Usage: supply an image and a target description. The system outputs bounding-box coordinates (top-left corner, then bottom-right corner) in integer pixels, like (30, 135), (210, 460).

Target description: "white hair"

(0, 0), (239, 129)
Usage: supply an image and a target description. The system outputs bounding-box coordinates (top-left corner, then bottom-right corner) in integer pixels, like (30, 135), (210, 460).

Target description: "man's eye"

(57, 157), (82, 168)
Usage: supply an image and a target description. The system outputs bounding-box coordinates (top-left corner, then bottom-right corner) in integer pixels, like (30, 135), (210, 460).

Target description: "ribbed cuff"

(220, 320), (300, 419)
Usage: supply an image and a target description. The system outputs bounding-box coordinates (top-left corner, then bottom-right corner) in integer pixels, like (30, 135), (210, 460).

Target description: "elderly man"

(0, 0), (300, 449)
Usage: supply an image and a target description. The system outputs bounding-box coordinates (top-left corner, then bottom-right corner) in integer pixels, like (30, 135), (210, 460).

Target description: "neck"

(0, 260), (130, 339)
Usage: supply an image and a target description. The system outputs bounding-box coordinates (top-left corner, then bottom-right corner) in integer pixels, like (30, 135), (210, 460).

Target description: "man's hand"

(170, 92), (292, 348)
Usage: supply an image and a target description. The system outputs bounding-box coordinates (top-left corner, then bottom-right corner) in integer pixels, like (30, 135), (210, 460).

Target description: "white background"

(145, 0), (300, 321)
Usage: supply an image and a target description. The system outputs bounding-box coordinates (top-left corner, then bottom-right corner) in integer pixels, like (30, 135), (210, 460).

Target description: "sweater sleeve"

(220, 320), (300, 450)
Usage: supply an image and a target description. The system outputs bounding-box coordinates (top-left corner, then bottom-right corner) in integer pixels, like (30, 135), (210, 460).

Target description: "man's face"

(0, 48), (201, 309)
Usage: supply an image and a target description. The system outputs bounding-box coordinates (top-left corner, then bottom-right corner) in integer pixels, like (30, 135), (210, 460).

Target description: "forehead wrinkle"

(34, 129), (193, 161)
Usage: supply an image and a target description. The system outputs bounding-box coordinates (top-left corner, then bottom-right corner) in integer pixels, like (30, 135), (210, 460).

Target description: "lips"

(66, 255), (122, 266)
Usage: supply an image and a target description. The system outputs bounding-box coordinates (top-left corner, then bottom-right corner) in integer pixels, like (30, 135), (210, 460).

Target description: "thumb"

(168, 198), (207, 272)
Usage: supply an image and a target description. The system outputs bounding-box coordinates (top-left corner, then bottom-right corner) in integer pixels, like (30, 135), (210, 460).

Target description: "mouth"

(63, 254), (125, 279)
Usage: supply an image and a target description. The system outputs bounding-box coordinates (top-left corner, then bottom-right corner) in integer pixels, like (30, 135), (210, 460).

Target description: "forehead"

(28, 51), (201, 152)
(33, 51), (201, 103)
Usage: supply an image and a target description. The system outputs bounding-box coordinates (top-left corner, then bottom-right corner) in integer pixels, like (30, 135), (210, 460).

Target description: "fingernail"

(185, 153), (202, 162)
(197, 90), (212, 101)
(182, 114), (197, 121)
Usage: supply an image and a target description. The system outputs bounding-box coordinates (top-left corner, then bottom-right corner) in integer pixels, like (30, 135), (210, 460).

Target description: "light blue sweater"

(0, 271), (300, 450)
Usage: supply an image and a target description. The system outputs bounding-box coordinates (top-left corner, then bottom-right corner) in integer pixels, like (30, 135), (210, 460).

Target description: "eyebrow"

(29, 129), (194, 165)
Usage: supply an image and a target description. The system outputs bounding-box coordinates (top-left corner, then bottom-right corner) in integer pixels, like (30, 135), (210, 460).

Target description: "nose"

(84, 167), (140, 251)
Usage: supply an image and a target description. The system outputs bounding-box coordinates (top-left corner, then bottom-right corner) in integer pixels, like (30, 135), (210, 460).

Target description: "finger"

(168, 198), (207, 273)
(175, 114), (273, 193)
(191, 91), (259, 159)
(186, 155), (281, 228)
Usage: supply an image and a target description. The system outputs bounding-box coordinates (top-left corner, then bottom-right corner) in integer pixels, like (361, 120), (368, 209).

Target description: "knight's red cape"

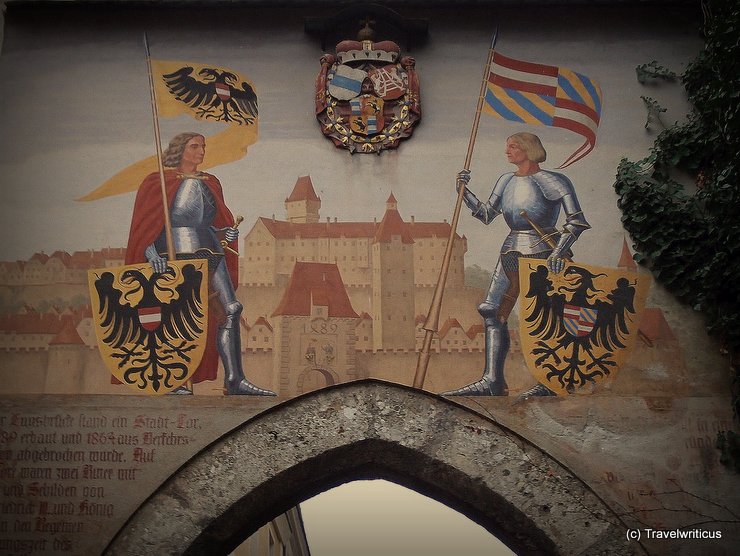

YOUR INSTRUCTIONS:
Please copy out all of the items above, replacing "integer pixels" with "whole-number pixels" everywhere it occurs and keeping everything else unchanged. Leave the pictures out of your answer.

RESULT:
Usage: supply an image and a target description. The system outputs bounding-box coordinates (top-left corner, then bottom-right corner) in whole-number pixels, like (30, 135), (210, 460).

Target description: "white hair"

(0, 0), (239, 129)
Usage: supply an image and a target description. The system outputs bounding-box coordinates (top-left corner, then bottom-right corner) in whole-number pixels, like (30, 135), (210, 460).

Target description: "man's eye"

(57, 157), (82, 168)
Usage: supply an image and a target description. The system outputs bounding-box coordinates (top-left corner, then bottom-right corner) in whole-number pixels, like (30, 135), (210, 460).

Target description: "ribbed cuff"

(220, 320), (300, 419)
Usage: supply an image and a target description. The system outputs bounding-box coordinates (top-left corner, then bottom-right corner) in whole-number pixels, like (30, 135), (210, 460).

Target description: "elderly man"

(0, 0), (300, 449)
Usage: supply an image and a target description. The system outputs bounding-box coordinates (top-left corner, then bottom-right corner) in whole-number pixels, like (30, 135), (210, 460).

Target description: "neck"

(0, 260), (130, 339)
Usage: supply an image and a target description. The system outputs bounding-box coordinates (top-left corner, then bottom-right corner) in whole-number pixels, like (30, 135), (210, 460).

Target description: "man's hand"

(170, 92), (292, 348)
Usage: supply an image and a target description. The system outputs bounding-box coordinates (top-left corner, then bottom-right corner) in whole-number pixels, like (30, 135), (210, 460).

Target description: "white background"

(145, 0), (300, 321)
Usage: supply an image and a target description. The system outputs bounding-box coordinates (top-left corner, then bottom-right corner) in whole-number pixels, like (30, 135), (210, 460).

Target description: "sweater sleeve"

(220, 320), (300, 450)
Usage: supply an image and a target description. The system outputs bounding-box coordinates (top-left corner, then bottom-right corner) in whole-number pixels, like (30, 135), (210, 460).

Target description: "man's face"

(0, 48), (201, 309)
Usage: supply an image and a target description. The system outputs bounding-box coordinates (top-left corner, then bottom-right corner) in whole-number pixels, like (30, 135), (210, 460).

Target description: "forehead wrinkle"

(34, 129), (193, 161)
Usage: supply an image and a target description. The system outputs bounding-box coordinates (top-left corner, then bottom-right corner) in whole-number pixels, like (30, 135), (210, 460).

Target description: "lips"

(66, 255), (122, 266)
Usage: supply an image and a target description. The system outputs bounding-box coordinates (top-left corner, then bottom-right corner) in whole-number pixels, like (30, 135), (210, 460).

Target description: "thumb"

(168, 198), (207, 272)
Usage: supply an image and a target description. The system outputs bounding-box coordinates (top-left corner, then bottom-right corner) in whole-number pixels, like (30, 135), (210, 460).

Target description: "mouth"

(63, 254), (125, 279)
Usage: supply an image and a target description. The system outputs bounding-box coordinates (top-left corner, then bottom-right corner) in whole-number pixels, like (30, 135), (210, 460).

Target description: "forehead"

(28, 51), (201, 152)
(33, 51), (201, 103)
Usage: supply an image and a target description. The system outputs bounding-box coordinates (top-left corner, then bottom-right corner) in whole-number pixels, like (30, 135), (210, 460).

Target description: "fingernail"

(185, 153), (202, 162)
(197, 90), (212, 101)
(182, 114), (197, 121)
Usage: supply an image and a target description. The system outputs bounding-box coordinates (top-left corner, then bottom-right corner) in whole-number pixels, like (30, 135), (210, 460).

Target description: "light blue sweater"

(0, 271), (300, 450)
Usage: supply an image and a target description. The system outputs bounding-box coordinates (top-left corner, then bottom-right corner) in whole-number pixels, like (30, 135), (210, 460).

Target description: "eyebrow"

(29, 129), (194, 165)
Usage: supply an image and a target description. The system outputs bounding-box coordinates (top-left corner, then bottom-right corner) in whole-number pixels, like (30, 135), (210, 460).

Target description: "nose"

(84, 167), (140, 251)
Usage: supply an image and a target description. The system outputs bounding-box coordinates (top-left corner, then bottom-right corner) in whole-number pixels, like (30, 135), (210, 460).

Target description: "finger"

(168, 198), (207, 273)
(175, 114), (273, 193)
(191, 91), (259, 159)
(186, 155), (281, 228)
Usage: supply an image and a target description. The system outputs bounding-box coordinates (top-left corner, then bottom-right corner) in whole-number pixels, like (361, 120), (368, 209).

Target description: "knight's red cape"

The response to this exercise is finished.